> [WORK ITEM A] What does the hospital recovery text say normal people would do after a long hospital stay with a major operation? List each action.
> [WORK ITEM B] In the hospital recovery text, where was the PICC line?
> [WORK ITEM C]
Do these statements agree with the hospital recovery text? Answer yes or no for each, quoting the words that decide it.
(i) The narrator went to the supermarket alone.
(ii) The hospital stay lasted three weeks.
(iii) On the first day, the narrator sat in a chair while the nurse changed the sheets.

───── TEXT FOR ANALYSIS

The real world

I could be wrong, but I would believe that normal people after a three week stint in the hospital, complete with major operation, would go home and put their feet up. Maybe have a cuppa, watch a bit of TV.

I went down the road to the supermarket.

I wasn’t alone, I’m silly but I’m not stupid, there was no way I was going to be able to carry any food back with me.

Continue reading…

Worst Night Ever.

When I came out of the anaesthetic, I remember trying to hard to stay awake, to fight the sleepiness thinking that if I did, maybe I could go and see my mum and she could make sense of what was happening here.

Once I had been wheeled in, I tried so hard to show her my stoma because I really wanted to see what it looked like. However,  I forgot that under the gown I was naked and in my enthusiasm, nearly flashed the ward my birthday suit.

Those first few days were so rough. I thought I had been exhausted when I had Ulcerative Colitis, but no, this was a different kettle of fish. On the first day, I managed to sit out of bed in the chair beside me whilst the nurse changed my sheets and bathed me. I was so tired I couldn’t keep my head up and the PICC line that was in my neck felt so heavy that my head kept lolling forward.

──────────
───── PROVIDED RECORDS

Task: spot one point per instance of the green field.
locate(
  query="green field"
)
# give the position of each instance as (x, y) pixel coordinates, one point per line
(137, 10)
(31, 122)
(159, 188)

──────────

> [EXPECTED OUTPUT A]
- Go home
- Put their feet up
- Have a cuppa
- Watch a bit of TV

> [EXPECTED OUTPUT B] In the narrator's neck.

> [EXPECTED OUTPUT C]
(i) No: "I wasn’t alone"
(ii) Yes: "a three week stint in the hospital"
(iii) Yes: "On the first day, I managed to sit out of bed in the chair beside me whilst the nurse changed my sheets and bathed me."